## Written request
Return, verbatim, the passage of the test suite documentation between "The test suite is" and "data loading (partitioned)", inclusive.

Test Suite Documentation

This document provides detailed information about the test suite for the Embucket Integration Test Framework.

Overview

The test suite is located in the tests/ directory and includes various integration tests and benchmarks for validating Embucket functionality against industry-standard datasets and use cases.

Test Files

tests/example.sh

Purpose: Basic integration test demonstrating the standard test workflow.

What it tests:

Docker service startup
Database and schema initialization
ClickBench data loading (partitioned)
Spark Iceberg table creation
Query execution on both Embucket and Spark
Data equality verification between catalogs

Usage:

sh tests/example.sh

Flow:

Start Docker services with up
Initialize database with setup
Load ClickBench partitioned data
Create corresponding Spark tables
Run sample queries on both catalogs
Verify data equality
Clean up with down

When to use: As a template for creating new integration tests or for quick validation that the basic framework is working correctly.

tests/clickbench.sh

Purpose: Comprehensive ClickBench benchmark test.

What it tests:

Full ClickBench dataset loading
All 43 ClickBench query execution
Performance measurement and benchmarking
Embucket's web analytics query performance

Usage:

sh tests/clickbench.sh

Data:

Uses 100 partitioned parquet files
Total dataset: ~100 million rows
Queries: 43 web analytics queries from clickbench/queries.sql

Output:

Query execution times
Results saved to clickbench/results.csv

When to use: For comprehensive performance testing of Embucket against the ClickBench standard or when validating web analytics query patterns.

tests/clickbench_file.sh

Purpose: Test file-based storage integration (local filesystem) instead of S3.

## Point annotation records
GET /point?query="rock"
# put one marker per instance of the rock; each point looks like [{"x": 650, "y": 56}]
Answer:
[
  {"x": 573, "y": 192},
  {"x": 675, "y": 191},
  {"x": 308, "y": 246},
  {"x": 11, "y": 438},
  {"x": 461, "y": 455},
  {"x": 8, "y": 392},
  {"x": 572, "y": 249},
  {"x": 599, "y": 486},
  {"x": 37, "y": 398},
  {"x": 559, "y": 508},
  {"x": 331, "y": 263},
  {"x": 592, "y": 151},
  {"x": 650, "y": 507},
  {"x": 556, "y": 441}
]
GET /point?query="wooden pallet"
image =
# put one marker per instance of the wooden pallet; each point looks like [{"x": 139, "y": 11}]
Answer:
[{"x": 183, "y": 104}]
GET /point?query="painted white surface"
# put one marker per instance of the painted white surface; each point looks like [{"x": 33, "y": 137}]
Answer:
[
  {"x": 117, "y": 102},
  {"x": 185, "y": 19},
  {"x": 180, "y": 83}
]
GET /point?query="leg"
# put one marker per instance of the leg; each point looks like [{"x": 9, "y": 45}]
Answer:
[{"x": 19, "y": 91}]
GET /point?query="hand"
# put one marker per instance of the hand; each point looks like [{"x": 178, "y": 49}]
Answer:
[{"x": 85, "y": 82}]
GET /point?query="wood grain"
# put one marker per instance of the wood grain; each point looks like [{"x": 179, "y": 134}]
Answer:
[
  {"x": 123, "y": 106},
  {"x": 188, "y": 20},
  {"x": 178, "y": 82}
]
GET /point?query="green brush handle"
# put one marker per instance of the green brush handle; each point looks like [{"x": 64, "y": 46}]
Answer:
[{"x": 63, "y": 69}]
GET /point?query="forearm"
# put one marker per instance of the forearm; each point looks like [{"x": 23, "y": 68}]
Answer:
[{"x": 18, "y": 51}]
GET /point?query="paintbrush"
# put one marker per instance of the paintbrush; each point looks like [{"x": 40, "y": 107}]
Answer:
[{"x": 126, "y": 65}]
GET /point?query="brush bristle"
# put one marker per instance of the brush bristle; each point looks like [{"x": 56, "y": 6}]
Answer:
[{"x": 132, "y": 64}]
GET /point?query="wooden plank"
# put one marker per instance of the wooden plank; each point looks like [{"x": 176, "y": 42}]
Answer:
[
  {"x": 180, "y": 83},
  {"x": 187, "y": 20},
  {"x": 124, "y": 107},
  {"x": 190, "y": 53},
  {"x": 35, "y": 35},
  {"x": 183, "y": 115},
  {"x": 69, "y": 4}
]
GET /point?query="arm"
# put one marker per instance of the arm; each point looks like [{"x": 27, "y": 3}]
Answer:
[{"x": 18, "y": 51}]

## Written response
The test suite is located in the tests/ directory and includes various integration tests and benchmarks for validating Embucket functionality against industry-standard datasets and use cases.

Test Files

tests/example.sh

Purpose: Basic integration test demonstrating the standard test workflow.

What it tests:

Docker service startup
Database and schema initialization
ClickBench data loading (partitioned)